● ASSIGNMENT
Retype the entries. Match them exactly.

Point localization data
***

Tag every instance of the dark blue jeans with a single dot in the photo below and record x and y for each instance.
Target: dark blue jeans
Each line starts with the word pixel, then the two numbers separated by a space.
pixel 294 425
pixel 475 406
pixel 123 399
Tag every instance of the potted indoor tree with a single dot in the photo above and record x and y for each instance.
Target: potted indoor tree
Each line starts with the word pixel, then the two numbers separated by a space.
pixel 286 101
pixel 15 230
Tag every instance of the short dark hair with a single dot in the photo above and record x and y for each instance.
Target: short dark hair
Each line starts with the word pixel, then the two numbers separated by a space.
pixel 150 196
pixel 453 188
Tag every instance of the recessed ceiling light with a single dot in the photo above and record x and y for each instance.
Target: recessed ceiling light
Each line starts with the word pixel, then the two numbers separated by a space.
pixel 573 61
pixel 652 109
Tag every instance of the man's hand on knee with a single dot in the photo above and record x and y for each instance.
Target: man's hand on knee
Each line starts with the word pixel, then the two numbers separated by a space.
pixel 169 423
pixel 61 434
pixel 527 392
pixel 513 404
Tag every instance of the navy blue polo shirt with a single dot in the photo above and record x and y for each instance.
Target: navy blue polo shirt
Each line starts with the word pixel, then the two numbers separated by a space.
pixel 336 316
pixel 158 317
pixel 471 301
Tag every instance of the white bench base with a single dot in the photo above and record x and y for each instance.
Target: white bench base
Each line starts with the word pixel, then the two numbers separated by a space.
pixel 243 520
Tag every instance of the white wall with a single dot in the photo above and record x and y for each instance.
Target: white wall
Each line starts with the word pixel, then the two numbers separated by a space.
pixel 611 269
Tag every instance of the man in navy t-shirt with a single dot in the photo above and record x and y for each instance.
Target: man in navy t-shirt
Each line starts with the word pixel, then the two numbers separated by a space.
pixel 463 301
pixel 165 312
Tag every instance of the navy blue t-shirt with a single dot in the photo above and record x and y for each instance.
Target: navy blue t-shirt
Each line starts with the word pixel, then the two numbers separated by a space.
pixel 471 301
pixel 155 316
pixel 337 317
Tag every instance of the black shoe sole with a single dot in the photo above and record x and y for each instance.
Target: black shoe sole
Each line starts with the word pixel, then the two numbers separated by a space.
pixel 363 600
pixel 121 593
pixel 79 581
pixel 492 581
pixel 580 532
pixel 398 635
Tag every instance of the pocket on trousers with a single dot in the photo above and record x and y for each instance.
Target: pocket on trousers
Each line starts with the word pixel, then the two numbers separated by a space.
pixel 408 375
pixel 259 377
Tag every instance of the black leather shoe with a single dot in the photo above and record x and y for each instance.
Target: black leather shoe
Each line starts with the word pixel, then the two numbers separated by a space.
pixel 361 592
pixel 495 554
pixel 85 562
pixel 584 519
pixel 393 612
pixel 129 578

***

● REPLY TO THE TASK
Tag every instance of the dark blue jeans with a single dot in the photo below and record x and y for each instance.
Target: dark blue jeans
Each line starts with the word pixel, then the two numbers separated by a space.
pixel 294 425
pixel 475 406
pixel 123 399
Tag every instance of the potted indoor tree with a single dot in the photo above and record x and y for each instance.
Target: potted indoor tree
Each line starts with the word pixel, then the two numbers separated by a space.
pixel 286 101
pixel 15 230
Tag every instance of the short dark hair with a single dot in the photo above and record x and y for each instance.
Target: short dark hair
Each line starts with the word pixel, then the two numbers separated by a space.
pixel 150 196
pixel 453 188
Tag every instance of the recessed ceiling light with a single dot in the photo above and record x and y for each instance.
Target: recessed ceiling light
Each line starts with the word pixel, then the two numbers separated by a space.
pixel 573 61
pixel 652 109
Tag every instance of the man's hand on knee with a single dot in the photo above and record x and y for each instance.
Target: man's hand on knee
Each line starts with the word pixel, then the two numbers separated by a space.
pixel 169 423
pixel 61 434
pixel 527 392
pixel 513 404
Tag every instance of the navy blue polo shirt with a single dot in the photo above and record x and y for each instance.
Target: navy blue polo shirt
Each line starts with the word pixel, then the two numbers separated by a space.
pixel 336 316
pixel 158 317
pixel 471 301
Tag every instance of the white bench base with a single dot in the photo above and record x and y for each instance.
Target: white bench base
Each line starts with the word pixel, then the two numbers separated by a space.
pixel 243 520
Tag every instance of the white wall with a single dot in the photo above and record x and y for each instance.
Target: white wall
Each line starts with the word pixel, then the two numbers separated by a space.
pixel 611 269
Tag every instance of the man in navy t-shirt with a single dot in the photo above and record x and y for each instance.
Target: man in navy t-shirt
Each line starts with the word pixel, then the two numbers separated by a space.
pixel 463 301
pixel 165 312
Tag every instance of the navy blue t-shirt with a single dot in the photo above and record x and y for each instance.
Target: navy blue t-shirt
Each line starts with the word pixel, then the two numbers separated by a space.
pixel 471 301
pixel 155 316
pixel 337 317
Tag every instance of the black shoe sole with a single dot in the photo above and record x and y for each instance.
Target: black shoe sole
Each line starts with the word pixel, then the two numbers separated by a space.
pixel 363 600
pixel 121 593
pixel 79 581
pixel 492 581
pixel 580 532
pixel 398 635
Tag every instance of the pocket on trousers with a single dot in the photo above and record x and y for each instance.
Target: pocket on trousers
Each line starts with the word pixel, then the two numbers separated by a space.
pixel 408 375
pixel 259 377
Tag every instance of the black leather shoe with a single dot in the photo above and record x and y for each instance.
Target: black leather shoe
Each line starts with the word pixel, then the two numbers separated by a space.
pixel 361 592
pixel 495 554
pixel 85 562
pixel 584 519
pixel 393 612
pixel 129 578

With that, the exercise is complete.